Your instructions:
For this exercise, please find the lines in the entries that include the word "building" and copy them.
··· Supplied material ···
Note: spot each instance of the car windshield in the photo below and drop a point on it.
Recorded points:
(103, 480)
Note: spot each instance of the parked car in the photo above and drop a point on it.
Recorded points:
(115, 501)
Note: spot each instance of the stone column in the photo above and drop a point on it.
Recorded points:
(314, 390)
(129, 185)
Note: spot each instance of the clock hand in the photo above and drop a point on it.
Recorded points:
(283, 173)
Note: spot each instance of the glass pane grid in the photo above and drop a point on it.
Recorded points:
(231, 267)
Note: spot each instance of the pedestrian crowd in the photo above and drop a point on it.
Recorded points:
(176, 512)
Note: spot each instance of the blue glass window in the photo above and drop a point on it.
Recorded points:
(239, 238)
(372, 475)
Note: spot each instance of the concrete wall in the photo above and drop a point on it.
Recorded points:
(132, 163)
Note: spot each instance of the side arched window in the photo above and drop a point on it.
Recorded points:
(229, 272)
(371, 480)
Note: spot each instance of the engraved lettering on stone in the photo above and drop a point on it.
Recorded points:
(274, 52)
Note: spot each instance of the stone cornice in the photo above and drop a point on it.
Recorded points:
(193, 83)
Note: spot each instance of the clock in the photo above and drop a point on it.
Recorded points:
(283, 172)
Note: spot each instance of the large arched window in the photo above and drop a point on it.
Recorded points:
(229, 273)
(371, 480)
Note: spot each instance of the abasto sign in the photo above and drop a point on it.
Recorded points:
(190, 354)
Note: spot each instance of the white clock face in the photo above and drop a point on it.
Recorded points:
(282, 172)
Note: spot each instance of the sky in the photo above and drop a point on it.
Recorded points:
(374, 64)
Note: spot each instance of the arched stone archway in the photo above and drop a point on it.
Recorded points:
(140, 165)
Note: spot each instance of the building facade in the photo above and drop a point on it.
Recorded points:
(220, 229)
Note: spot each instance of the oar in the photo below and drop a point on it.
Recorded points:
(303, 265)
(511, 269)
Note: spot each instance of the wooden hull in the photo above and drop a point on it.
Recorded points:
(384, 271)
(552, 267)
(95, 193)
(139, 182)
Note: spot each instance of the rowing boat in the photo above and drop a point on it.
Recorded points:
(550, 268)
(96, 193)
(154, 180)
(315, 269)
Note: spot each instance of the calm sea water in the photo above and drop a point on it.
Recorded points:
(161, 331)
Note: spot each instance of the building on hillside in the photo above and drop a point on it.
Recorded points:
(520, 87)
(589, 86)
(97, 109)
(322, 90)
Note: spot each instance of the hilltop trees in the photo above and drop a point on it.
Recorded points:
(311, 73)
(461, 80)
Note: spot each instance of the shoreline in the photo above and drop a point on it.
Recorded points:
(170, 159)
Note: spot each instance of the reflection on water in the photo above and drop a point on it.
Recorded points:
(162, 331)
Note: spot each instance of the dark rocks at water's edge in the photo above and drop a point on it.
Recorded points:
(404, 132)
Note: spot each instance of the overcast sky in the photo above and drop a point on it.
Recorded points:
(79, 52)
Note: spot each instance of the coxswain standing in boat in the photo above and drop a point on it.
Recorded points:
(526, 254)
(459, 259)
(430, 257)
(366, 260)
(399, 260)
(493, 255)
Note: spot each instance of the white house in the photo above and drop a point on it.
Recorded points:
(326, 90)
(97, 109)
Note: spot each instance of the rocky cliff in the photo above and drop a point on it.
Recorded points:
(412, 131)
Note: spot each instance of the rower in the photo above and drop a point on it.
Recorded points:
···
Output:
Note: spot each instance of the building facade in the photo above and drop a point on it.
Note: spot each instance of the building on hillside in the photo above and drop a point on it.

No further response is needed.